REQUIREMENT A –
Answer these questions using the text on Thomas Weir below:
(i) By what nickname was Weir known?
(ii) Of what place in Lanarkshire was Weir a native?
(iii) In what year did Weir obtain the post of commander of the Edinburgh Town Guard?
REQUIREMENT B – Repeat word for word the part of the text on Thomas Weir that opens with the words "Major Thomas Weir" and closes with "particularly fervent Calvinists.".
REQUIREMENT C – Pick up the text on Thomas Weir after its last sentence and keep writing it.
======== TEXT PROVIDED
Major Thomas Weir (1599 - 1670) was a Scottish soldier and presumed occultist, executed for bestiality, incest and adultery.

Weir was a Covenanter who professed a particularly strict form of Presbyterianism. His spoken prayers earned him a reputation for religiosity which attracted visitors to his home in Edinburgh. He served under James Graham, Marquis of Montrose, as a lieutenant in the Army of the Covenant. He was known as the "Bowhead Saint", because his residence was near the top of the West Bow, off the Grassmarket, and "saint" was a popular epithet for particularly fervent Calvinists.

==Early life==
Weir was a native of Carluke in Lanarkshire, descendant of one of the most powerful and ancient families of the county, the Weir-de Veres. He was the son of Thomas Weir, Laird of Kirkton. His wife Lady Jean Somerville was reputed to possess clairvoyant powers. His grandfather was William Weir, or Vere, of Stonebyres Castle who married Lady Elizabeth Hamilton.

==Career==
Weir was a signatory to the Solemn League and Covenant and an officer in the Scottish anti-Royalist army. As a Lieutenant, he served in Ulster during the Irish Rebellion of 1641. In 1650, he obtained the post of commander of the Edinburgh Town Guard, thus acquiring the rank of major. When the defeated royalist general Montrose—branded a traitor for changing sides—was brought to Edinburgh for execution, Weir, in his capacity as Captain of the Edinburgh City Guard, oversaw the execution.
================
======== DATASET
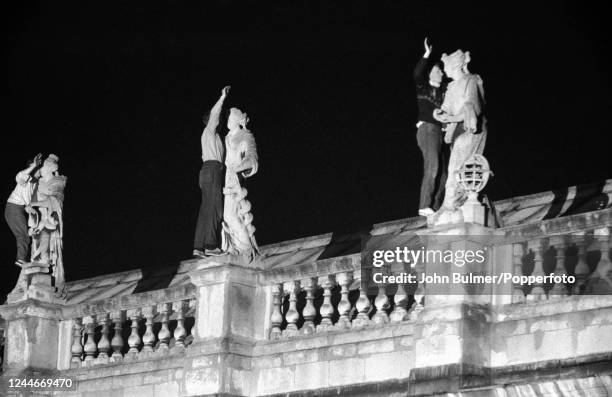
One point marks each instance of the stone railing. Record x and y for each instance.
(329, 296)
(292, 322)
(141, 326)
(578, 246)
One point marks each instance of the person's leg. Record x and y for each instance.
(15, 217)
(442, 172)
(428, 142)
(456, 160)
(213, 237)
(205, 181)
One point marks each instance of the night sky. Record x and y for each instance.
(118, 92)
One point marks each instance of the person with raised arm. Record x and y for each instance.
(14, 211)
(207, 240)
(430, 88)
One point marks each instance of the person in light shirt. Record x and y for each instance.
(207, 239)
(14, 211)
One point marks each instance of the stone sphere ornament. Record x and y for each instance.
(473, 176)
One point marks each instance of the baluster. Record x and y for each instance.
(518, 251)
(600, 281)
(559, 290)
(399, 312)
(180, 332)
(581, 271)
(292, 316)
(604, 267)
(344, 306)
(164, 332)
(134, 339)
(326, 310)
(363, 306)
(148, 338)
(382, 304)
(193, 332)
(276, 319)
(104, 346)
(537, 292)
(117, 341)
(77, 346)
(309, 313)
(90, 344)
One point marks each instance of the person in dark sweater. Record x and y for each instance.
(430, 88)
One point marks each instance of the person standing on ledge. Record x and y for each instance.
(14, 211)
(207, 239)
(430, 90)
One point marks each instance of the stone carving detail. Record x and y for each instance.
(241, 162)
(466, 126)
(45, 219)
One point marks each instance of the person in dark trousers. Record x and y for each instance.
(430, 88)
(212, 176)
(14, 211)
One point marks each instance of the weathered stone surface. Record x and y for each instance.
(300, 357)
(138, 391)
(347, 371)
(312, 375)
(202, 381)
(275, 380)
(379, 346)
(387, 366)
(167, 389)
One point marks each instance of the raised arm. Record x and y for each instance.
(472, 108)
(419, 69)
(215, 112)
(24, 176)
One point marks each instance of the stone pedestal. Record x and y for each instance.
(232, 312)
(451, 332)
(31, 335)
(473, 212)
(35, 282)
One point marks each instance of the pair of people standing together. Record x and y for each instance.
(455, 109)
(224, 222)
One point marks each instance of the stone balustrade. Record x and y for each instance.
(139, 326)
(151, 331)
(299, 318)
(579, 249)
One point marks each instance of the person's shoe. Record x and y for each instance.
(198, 254)
(213, 252)
(426, 211)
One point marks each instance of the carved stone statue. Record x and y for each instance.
(241, 162)
(466, 126)
(45, 219)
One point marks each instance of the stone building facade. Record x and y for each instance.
(299, 322)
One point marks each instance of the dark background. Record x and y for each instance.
(118, 92)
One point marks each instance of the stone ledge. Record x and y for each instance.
(470, 380)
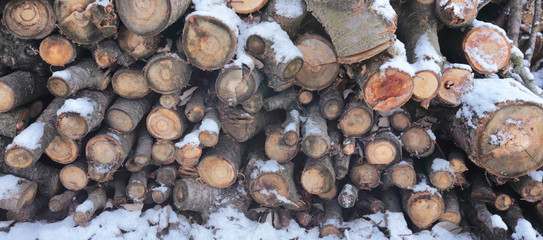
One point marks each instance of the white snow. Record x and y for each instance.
(30, 137)
(487, 93)
(498, 222)
(383, 8)
(262, 166)
(82, 106)
(289, 8)
(190, 139)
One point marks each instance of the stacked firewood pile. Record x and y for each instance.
(318, 111)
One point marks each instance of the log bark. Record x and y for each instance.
(81, 75)
(152, 18)
(58, 51)
(75, 120)
(19, 88)
(220, 165)
(376, 36)
(125, 114)
(29, 145)
(167, 73)
(85, 25)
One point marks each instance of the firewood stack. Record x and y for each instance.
(319, 111)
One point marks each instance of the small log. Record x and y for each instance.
(14, 121)
(320, 67)
(107, 53)
(365, 176)
(219, 166)
(19, 88)
(348, 196)
(74, 176)
(402, 174)
(85, 22)
(195, 108)
(81, 75)
(356, 119)
(275, 146)
(210, 128)
(130, 83)
(58, 51)
(63, 150)
(235, 85)
(452, 208)
(125, 114)
(318, 177)
(60, 202)
(418, 141)
(137, 46)
(383, 149)
(109, 148)
(29, 145)
(152, 18)
(167, 73)
(315, 140)
(352, 44)
(95, 201)
(166, 124)
(332, 219)
(17, 192)
(79, 116)
(29, 19)
(163, 152)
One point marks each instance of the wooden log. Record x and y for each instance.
(318, 177)
(166, 124)
(456, 80)
(402, 174)
(125, 114)
(272, 184)
(235, 85)
(95, 201)
(452, 208)
(163, 152)
(57, 50)
(107, 53)
(504, 137)
(210, 128)
(85, 22)
(14, 121)
(150, 18)
(331, 220)
(74, 176)
(17, 192)
(348, 196)
(29, 145)
(130, 83)
(275, 146)
(19, 88)
(208, 41)
(315, 139)
(356, 119)
(383, 149)
(167, 73)
(220, 165)
(60, 202)
(418, 141)
(109, 148)
(63, 150)
(82, 75)
(83, 114)
(365, 176)
(320, 67)
(351, 44)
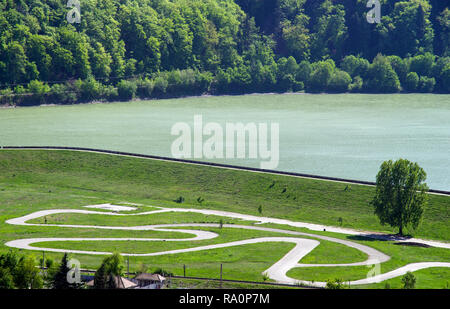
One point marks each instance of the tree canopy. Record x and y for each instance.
(401, 194)
(219, 46)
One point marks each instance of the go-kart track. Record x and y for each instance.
(277, 271)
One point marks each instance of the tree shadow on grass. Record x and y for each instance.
(378, 237)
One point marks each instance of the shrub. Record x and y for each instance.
(412, 81)
(339, 81)
(381, 78)
(304, 70)
(422, 64)
(126, 90)
(145, 88)
(409, 280)
(355, 66)
(426, 84)
(357, 84)
(90, 90)
(39, 90)
(160, 86)
(320, 76)
(110, 93)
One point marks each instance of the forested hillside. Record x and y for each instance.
(160, 48)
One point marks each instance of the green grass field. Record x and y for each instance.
(38, 180)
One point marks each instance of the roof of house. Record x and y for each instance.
(120, 282)
(150, 277)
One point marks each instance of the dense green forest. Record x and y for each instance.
(167, 48)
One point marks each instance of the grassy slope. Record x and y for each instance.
(35, 180)
(53, 176)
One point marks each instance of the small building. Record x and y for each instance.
(120, 283)
(149, 281)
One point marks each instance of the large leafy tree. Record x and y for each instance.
(401, 194)
(110, 268)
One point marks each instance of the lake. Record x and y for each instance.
(345, 135)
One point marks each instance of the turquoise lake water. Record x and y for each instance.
(345, 136)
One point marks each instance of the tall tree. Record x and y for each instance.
(401, 194)
(59, 280)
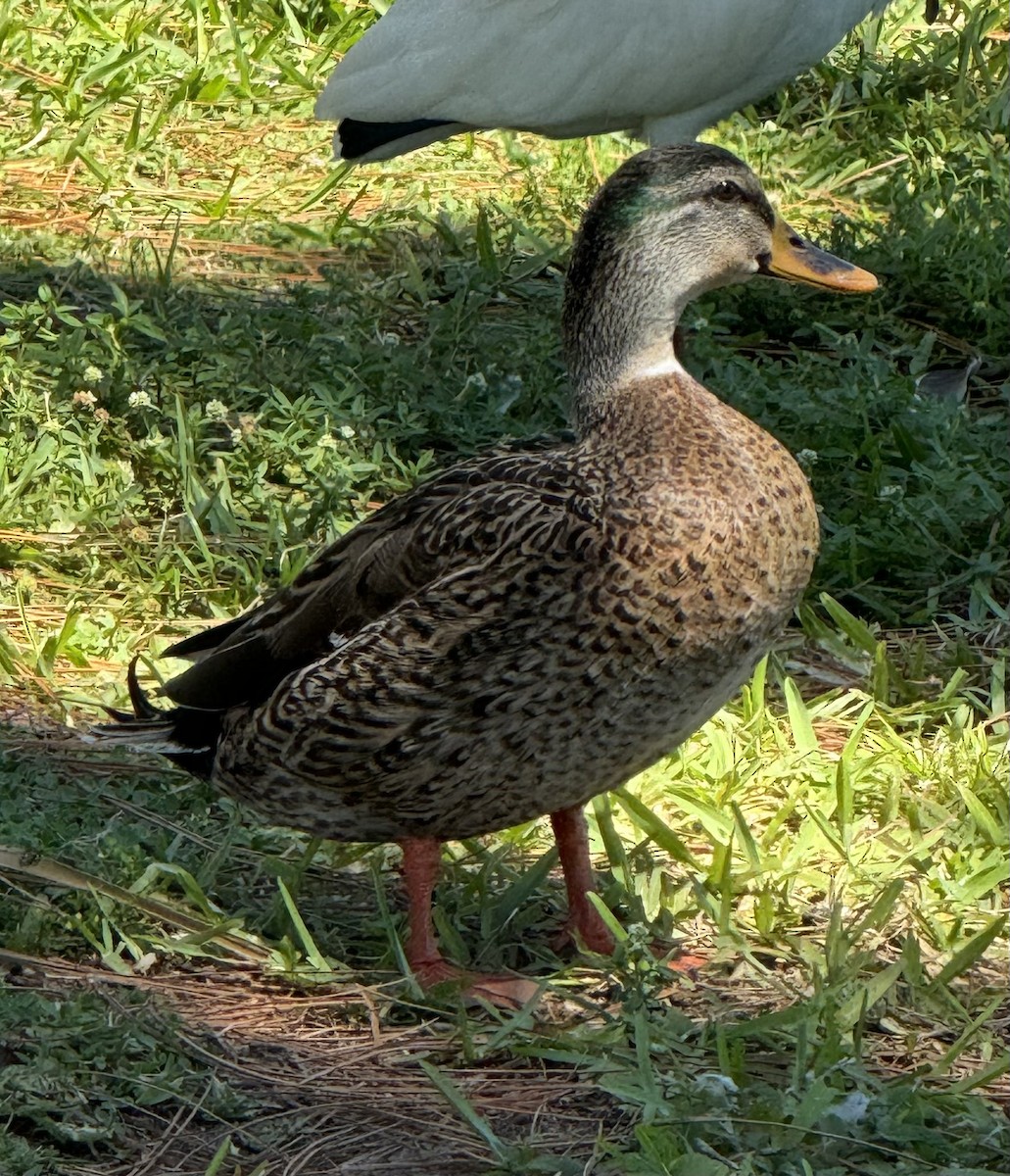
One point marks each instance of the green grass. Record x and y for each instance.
(216, 352)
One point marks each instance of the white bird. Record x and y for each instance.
(662, 70)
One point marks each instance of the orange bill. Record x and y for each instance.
(797, 260)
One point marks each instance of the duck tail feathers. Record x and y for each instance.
(186, 736)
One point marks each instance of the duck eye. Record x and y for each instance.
(728, 192)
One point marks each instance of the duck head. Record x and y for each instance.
(669, 224)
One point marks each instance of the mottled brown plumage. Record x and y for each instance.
(532, 628)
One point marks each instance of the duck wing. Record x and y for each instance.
(451, 523)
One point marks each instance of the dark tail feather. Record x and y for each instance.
(379, 140)
(186, 736)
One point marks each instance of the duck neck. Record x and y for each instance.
(618, 324)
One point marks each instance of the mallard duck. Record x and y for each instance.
(662, 70)
(534, 626)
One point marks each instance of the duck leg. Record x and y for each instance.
(422, 858)
(585, 921)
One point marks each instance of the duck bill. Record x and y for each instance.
(796, 260)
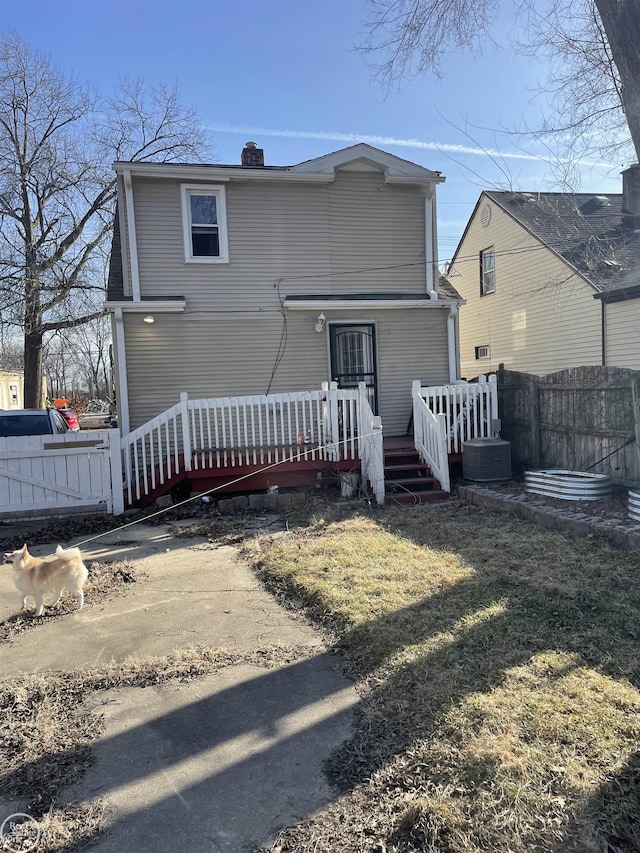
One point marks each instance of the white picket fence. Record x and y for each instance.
(331, 424)
(430, 437)
(470, 409)
(42, 475)
(371, 445)
(445, 416)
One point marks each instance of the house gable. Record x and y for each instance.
(541, 316)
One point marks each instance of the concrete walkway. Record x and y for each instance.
(217, 764)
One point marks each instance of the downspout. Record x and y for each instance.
(451, 343)
(131, 235)
(121, 361)
(430, 251)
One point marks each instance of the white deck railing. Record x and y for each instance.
(229, 432)
(370, 444)
(470, 409)
(430, 437)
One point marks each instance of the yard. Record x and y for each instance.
(497, 665)
(498, 668)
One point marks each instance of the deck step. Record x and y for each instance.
(398, 469)
(408, 480)
(415, 498)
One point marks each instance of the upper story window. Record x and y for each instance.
(487, 271)
(204, 220)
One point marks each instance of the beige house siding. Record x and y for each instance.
(378, 227)
(311, 238)
(541, 317)
(356, 235)
(623, 334)
(192, 353)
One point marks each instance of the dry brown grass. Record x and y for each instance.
(46, 737)
(499, 669)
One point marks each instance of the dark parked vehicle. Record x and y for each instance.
(31, 422)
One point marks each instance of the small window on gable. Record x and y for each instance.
(487, 271)
(204, 221)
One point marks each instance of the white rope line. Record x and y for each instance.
(200, 495)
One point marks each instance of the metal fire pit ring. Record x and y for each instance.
(567, 485)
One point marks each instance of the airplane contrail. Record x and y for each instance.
(395, 141)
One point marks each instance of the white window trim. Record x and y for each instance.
(186, 190)
(490, 250)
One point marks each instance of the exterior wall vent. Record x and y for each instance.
(486, 460)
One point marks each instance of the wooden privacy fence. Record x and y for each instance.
(44, 475)
(328, 425)
(583, 419)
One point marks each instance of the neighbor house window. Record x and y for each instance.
(487, 271)
(204, 221)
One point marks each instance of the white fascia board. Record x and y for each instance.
(173, 306)
(211, 173)
(349, 305)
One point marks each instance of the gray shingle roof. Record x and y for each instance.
(584, 229)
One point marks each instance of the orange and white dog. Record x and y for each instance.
(35, 577)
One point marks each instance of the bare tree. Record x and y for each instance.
(57, 189)
(591, 45)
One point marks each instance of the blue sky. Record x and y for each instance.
(285, 73)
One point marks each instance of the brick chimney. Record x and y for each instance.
(252, 155)
(631, 197)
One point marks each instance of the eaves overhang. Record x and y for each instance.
(159, 306)
(219, 174)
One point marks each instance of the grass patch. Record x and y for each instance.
(46, 737)
(498, 664)
(106, 579)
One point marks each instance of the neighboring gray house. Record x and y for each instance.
(251, 279)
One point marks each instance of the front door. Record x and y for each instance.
(353, 357)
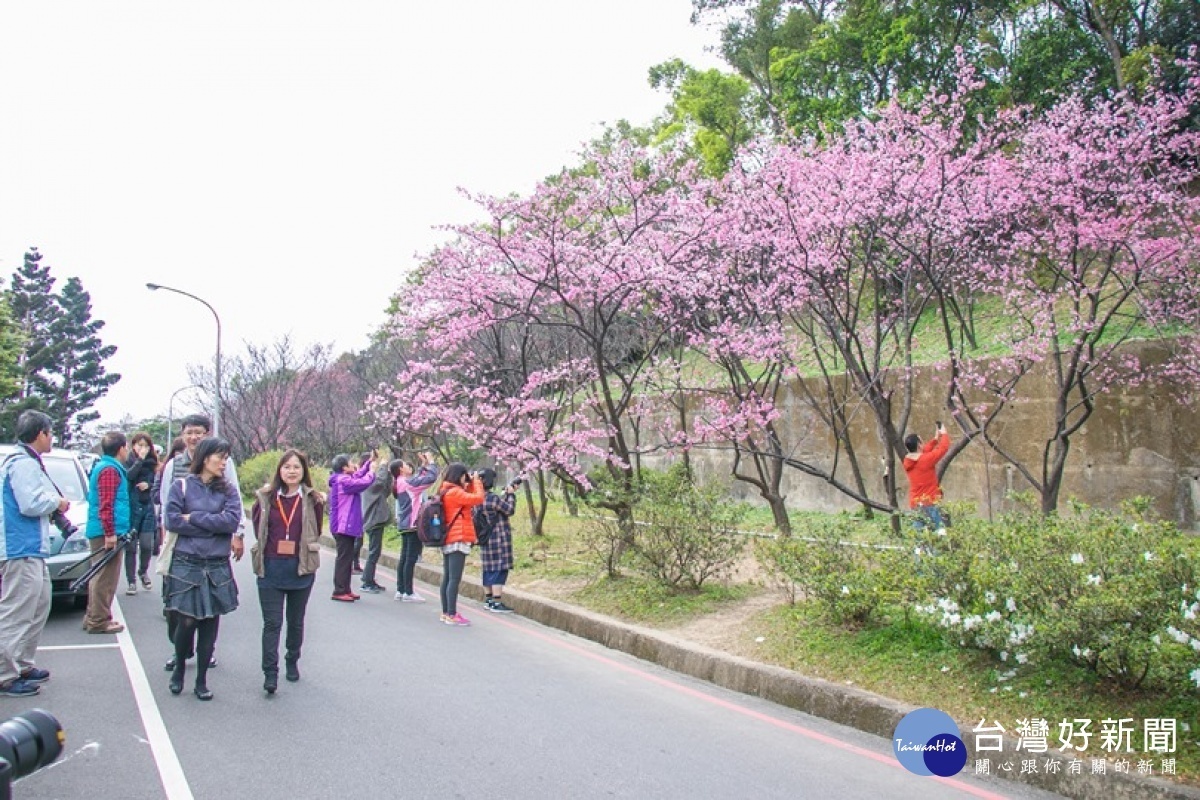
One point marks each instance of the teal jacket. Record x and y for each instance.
(120, 503)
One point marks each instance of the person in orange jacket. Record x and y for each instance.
(921, 464)
(461, 491)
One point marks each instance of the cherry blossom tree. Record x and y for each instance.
(1098, 250)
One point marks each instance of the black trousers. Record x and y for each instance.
(451, 576)
(375, 549)
(345, 563)
(198, 636)
(280, 605)
(409, 551)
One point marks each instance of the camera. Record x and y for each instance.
(65, 525)
(28, 743)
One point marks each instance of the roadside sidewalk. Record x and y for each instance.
(844, 704)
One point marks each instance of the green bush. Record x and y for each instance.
(1104, 590)
(850, 582)
(678, 534)
(689, 533)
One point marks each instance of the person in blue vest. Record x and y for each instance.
(108, 517)
(28, 504)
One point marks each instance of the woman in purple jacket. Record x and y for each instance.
(204, 510)
(346, 487)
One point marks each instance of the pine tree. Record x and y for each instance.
(59, 365)
(10, 352)
(35, 311)
(81, 374)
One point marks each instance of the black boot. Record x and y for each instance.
(177, 678)
(202, 684)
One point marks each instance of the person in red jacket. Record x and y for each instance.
(921, 464)
(461, 492)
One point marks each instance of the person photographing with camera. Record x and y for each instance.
(28, 503)
(461, 491)
(496, 549)
(108, 517)
(921, 464)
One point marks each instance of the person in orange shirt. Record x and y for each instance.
(921, 464)
(461, 491)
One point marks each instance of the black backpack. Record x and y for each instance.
(485, 523)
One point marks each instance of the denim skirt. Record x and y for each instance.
(201, 588)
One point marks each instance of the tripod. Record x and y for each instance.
(96, 566)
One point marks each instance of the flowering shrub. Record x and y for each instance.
(1099, 589)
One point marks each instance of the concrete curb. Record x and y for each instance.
(844, 704)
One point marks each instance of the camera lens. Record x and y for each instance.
(30, 741)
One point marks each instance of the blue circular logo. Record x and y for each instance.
(928, 743)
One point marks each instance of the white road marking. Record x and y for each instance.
(171, 771)
(109, 645)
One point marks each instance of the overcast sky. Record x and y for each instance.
(288, 161)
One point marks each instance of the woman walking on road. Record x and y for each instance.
(461, 492)
(287, 517)
(203, 510)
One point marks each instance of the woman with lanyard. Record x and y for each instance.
(287, 518)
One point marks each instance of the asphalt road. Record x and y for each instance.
(395, 704)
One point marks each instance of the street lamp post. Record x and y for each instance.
(171, 405)
(216, 413)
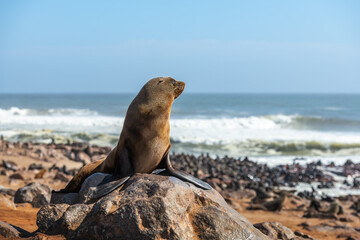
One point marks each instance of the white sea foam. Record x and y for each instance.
(272, 135)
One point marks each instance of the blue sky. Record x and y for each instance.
(214, 46)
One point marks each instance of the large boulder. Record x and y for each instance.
(7, 231)
(35, 193)
(149, 207)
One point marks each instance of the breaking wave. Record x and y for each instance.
(269, 135)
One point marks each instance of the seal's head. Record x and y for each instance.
(160, 85)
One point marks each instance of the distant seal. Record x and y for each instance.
(144, 142)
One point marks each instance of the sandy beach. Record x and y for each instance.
(22, 163)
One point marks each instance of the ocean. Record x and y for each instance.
(272, 128)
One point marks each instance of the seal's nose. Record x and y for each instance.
(179, 88)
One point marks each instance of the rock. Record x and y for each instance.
(149, 207)
(61, 176)
(275, 230)
(8, 231)
(35, 193)
(83, 157)
(17, 176)
(9, 165)
(6, 202)
(35, 166)
(40, 174)
(48, 217)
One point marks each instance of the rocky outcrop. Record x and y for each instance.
(276, 230)
(35, 193)
(7, 231)
(149, 207)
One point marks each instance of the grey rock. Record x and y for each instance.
(275, 230)
(7, 231)
(149, 207)
(35, 193)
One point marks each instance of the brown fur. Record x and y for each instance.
(144, 139)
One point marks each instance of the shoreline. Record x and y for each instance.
(238, 181)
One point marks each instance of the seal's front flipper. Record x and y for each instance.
(108, 187)
(184, 176)
(123, 171)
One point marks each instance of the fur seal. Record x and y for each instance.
(144, 142)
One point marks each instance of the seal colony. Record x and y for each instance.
(144, 142)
================
ANSWER SPACE A –
(i) The "Bowhead Saint"
(ii) Carluke
(iii) 1650

ANSWER SPACE B –
Major Thomas Weir (1599 - 1670) was a Scottish soldier and presumed occultist, executed for bestiality, incest and adultery.

Weir was a Covenanter who professed a particularly strict form of Presbyterianism. His spoken prayers earned him a reputation for religiosity which attracted visitors to his home in Edinburgh. He served under James Graham, Marquis of Montrose, as a lieutenant in the Army of the Covenant. He was known as the "Bowhead Saint", because his residence was near the top of the West Bow, off the Grassmarket, and "saint" was a popular epithet for particularly fervent Calvinists.

ANSWER SPACE C –
==Personal life==
Weir lived with his spinster sister Jane or Jean, known as Grizel (sometimes "Grizelle") by her friends. Their house was on the West Bow, but according to James Grant, it was in a rear courtyard accessed through a building at the top of West Bow which belonged to a David Williamson. This would equate in modern terms to the inner courtyard of Riddell's Court. The West Bow frontage was replaced in 1878. In his capacity as a lay preacher and apparently pious man he and his neighbours acquired the nickname the "Bowhead Saints".

==Confession==
Following retirement, Weir fell ill in 1670, and from his sickbed began to confess to a secret life of crime and vice. Andrew Ramsay, the Lord Provost, initially found the confession implausible and took no action, but eventually Weir and his spinster sister, Jean Weir (known to her friends as "Grizel" or, Grizelle), were taken to the Edinburgh Tolbooth for interrogation. Major Weir, now in his seventies, continued to expand on his confession and Grizel, having seemingly entirely lost her wits, gave an even more exaggerated history of witchcraft, sorcery and vice. She related how many years before a stranger had called in a "fiery" coach to take her brother to Dalkeith and how during the short trip another man (Robert Chambers), had given him "supernatural intelligence" of the Scots' defeat at Worcester that same day. (In fact, Cromwell's Commonwealth Commissioners in Scotland had been based in Dalkeith and would have been among the first to know the outcome of the battle—though not, of course, on the same day.) Grizel maintained that Weir derived his power from his walking stick, topped by a carved human head, giving rise to later accounts that it had often been seen parading down the street in front of him.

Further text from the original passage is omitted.